──────── Excerpted text

- Born: Jonavi Raisa Bernas Quiray 29 January 1987 (age 38) Puerto Princesa, Palawan, Philippines
- Education: Palawan State University, (BS)
- Occupation: Architect
- Height: 1.70 m (5 ft 7 in)
- Beauty pageant titleholder
- Title: Miss Philippines Air 2011; Miss ASEAN TV Charm 2010; Mutya ng Pilipinas International 2008; Mutya ng Palawan 2005;
- Hair color: Black
- Eye color: Brown

= Jonavi Raisa Quiray =

Jonavi Raisa Bernas Quiray is a Filipino architect, environmentalist and beauty pageant titleholder who won Miss Philippines Air 2011, Miss ASEAN TV Charm 2010, Mutya ng Pilipinas International 2008, and Mutya ng Palawan 2005.

==Biography==
Quiray was born in Puerto Princesa, Palawan, Philippines. She took up Bachelor of Science in Architecture at the Department of Architectural Design, Palawan State University.

==Miss Philippines Earth 2011==
Quiray represented the City of Puerto Princesa at Miss Philippines Earth 2011 and won Miss Philippines Air 2011 which was held at the Puerto Prinsesa Coliseum in Palawan, Philippines on June 5, 2011. She also won the Best in Swimsuit and Best in Cocktail Wear in subsidiary contests.

────────────────
──────── Dataset records

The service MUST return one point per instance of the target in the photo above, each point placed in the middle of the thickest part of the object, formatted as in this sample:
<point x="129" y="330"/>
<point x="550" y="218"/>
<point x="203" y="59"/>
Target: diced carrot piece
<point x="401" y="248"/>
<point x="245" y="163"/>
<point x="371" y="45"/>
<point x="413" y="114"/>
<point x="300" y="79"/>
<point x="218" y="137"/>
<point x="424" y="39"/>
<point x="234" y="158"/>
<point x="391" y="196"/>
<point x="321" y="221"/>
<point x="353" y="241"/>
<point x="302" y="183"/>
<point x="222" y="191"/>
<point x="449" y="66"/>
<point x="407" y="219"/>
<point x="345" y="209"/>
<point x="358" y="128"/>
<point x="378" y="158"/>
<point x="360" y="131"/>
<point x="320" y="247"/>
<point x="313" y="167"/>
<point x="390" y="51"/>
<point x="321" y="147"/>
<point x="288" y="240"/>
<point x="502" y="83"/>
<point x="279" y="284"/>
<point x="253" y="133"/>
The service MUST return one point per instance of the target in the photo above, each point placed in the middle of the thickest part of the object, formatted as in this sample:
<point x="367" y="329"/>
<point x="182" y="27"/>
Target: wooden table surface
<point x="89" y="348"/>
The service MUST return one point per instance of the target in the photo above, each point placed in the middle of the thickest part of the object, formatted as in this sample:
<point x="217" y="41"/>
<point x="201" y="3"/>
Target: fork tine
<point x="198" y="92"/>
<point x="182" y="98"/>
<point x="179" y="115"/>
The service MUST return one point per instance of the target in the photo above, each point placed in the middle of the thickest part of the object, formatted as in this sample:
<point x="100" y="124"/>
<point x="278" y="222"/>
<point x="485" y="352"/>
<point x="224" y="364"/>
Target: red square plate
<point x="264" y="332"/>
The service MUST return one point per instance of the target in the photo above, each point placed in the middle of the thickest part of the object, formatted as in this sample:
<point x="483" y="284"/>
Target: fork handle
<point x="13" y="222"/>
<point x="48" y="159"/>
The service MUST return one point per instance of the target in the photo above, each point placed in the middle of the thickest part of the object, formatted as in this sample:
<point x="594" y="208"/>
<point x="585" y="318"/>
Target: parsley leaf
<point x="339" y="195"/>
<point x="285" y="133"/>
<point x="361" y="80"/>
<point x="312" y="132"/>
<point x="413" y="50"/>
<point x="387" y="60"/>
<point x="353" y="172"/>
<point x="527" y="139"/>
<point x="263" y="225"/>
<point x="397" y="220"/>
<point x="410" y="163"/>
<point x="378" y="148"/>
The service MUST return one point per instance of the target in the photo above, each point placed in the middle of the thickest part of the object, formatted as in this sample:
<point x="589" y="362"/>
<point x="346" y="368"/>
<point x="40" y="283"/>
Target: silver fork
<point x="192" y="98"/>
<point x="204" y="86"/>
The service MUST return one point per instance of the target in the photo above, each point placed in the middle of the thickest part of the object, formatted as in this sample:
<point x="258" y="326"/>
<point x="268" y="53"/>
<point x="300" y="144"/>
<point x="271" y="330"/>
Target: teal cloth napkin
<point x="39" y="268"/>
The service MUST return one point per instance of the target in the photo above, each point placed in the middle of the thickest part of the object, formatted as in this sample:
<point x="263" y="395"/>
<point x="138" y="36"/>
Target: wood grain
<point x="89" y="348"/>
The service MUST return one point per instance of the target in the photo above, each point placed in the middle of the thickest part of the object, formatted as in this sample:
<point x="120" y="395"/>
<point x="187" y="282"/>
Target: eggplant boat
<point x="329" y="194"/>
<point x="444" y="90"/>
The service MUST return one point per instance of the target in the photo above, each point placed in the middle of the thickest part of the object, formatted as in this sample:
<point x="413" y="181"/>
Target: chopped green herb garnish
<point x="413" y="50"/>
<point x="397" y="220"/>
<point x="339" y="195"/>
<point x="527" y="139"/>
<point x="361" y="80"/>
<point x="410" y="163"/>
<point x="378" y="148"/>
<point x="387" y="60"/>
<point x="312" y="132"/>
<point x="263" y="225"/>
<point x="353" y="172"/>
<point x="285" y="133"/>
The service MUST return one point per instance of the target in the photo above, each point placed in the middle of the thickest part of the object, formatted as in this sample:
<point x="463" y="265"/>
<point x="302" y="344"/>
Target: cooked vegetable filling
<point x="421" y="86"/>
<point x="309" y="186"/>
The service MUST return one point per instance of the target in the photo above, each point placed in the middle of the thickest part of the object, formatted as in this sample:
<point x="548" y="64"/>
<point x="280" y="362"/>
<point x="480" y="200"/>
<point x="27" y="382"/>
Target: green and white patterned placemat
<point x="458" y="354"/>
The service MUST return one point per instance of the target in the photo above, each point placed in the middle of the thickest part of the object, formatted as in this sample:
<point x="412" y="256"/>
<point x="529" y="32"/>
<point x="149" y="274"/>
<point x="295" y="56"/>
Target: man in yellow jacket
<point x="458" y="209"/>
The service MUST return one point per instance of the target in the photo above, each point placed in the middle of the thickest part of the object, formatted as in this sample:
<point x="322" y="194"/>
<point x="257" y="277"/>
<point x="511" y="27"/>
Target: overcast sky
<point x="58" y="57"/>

────────────────

Request A:
Answer these from the Quiray profile, one line each:
(i) At which university did Quiray study architecture?
(ii) Which city did she represent at Miss Philippines Earth 2011?
(iii) On what date was Miss Philippines Air 2011 held?
Request B:
Tell whether each statement agrees with the Quiray profile, giving yes or no and the deciding words quoted from it:
(i) Quiray won Mutya ng Palawan in 2005.
(ii) Her eyes are black.
(iii) She won Best in Evening Gown at Miss Philippines Earth 2011.
Request C: Set down word for word the part of the Quiray profile that begins at the words "- Born: Jonavi" and stops after "ng Palawan 2005.".
The records were gathered from a different source than the text.

Task output A:
(i) Palawan State University
(ii) The City of Puerto Princesa
(iii) June 5, 2011

Task output B:
(i) Yes: "Mutya ng Palawan 2005"
(ii) No: "Eye color: Brown"
(iii) No: "She also won the Best in Swimsuit and Best in Cocktail Wear in subsidiary contests."

Task output C:
- Born: Jonavi Raisa Bernas Quiray 29 January 1987 (age 38) Puerto Princesa, Palawan, Philippines
- Education: Palawan State University, (BS)
- Occupation: Architect
- Height: 1.70 m (5 ft 7 in)
- Beauty pageant titleholder
- Title: Miss Philippines Air 2011; Miss ASEAN TV Charm 2010; Mutya ng Pilipinas International 2008; Mutya ng Palawan 2005;
- Hair color: Black
- Eye color: Brown

= Jonavi Raisa Quiray =

Jonavi Raisa Bernas Quiray is a Filipino architect, environmentalist and beauty pageant titleholder who won Miss Philippines Air 2011, Miss ASEAN TV Charm 2010, Mutya ng Pilipinas International 2008, and Mutya ng Palawan 2005.